TASK TO CARRY OUT: Check each line of the records below for the string "instance", then state how many lines contain it, with no other output.

Stored items from a collection:
============

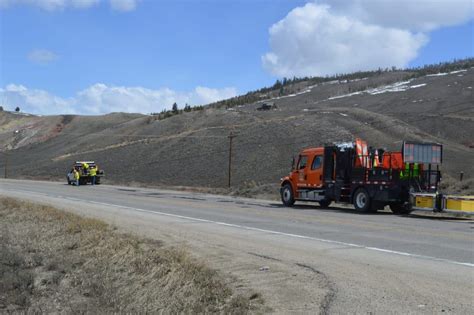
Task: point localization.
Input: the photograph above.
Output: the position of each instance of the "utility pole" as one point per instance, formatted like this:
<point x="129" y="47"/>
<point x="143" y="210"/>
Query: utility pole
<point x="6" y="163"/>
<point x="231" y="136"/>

============

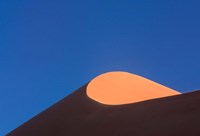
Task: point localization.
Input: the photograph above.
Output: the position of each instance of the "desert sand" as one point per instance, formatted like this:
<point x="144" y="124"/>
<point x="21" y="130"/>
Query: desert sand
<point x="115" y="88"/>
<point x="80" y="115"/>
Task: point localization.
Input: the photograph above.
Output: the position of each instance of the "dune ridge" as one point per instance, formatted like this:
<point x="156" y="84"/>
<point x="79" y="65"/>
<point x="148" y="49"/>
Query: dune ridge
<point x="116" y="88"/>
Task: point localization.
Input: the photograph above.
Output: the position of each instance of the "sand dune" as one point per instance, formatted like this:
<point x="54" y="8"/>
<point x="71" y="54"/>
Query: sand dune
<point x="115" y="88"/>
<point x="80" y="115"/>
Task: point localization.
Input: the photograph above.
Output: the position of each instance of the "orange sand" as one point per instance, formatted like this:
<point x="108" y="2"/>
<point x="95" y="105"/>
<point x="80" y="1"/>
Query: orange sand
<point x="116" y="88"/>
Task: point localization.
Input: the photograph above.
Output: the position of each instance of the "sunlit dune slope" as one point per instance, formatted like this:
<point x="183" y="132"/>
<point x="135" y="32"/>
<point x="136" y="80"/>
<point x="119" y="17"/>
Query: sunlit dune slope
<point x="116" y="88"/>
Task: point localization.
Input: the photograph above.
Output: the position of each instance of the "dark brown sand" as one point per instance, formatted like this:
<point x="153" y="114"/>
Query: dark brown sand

============

ANSWER BOX: 7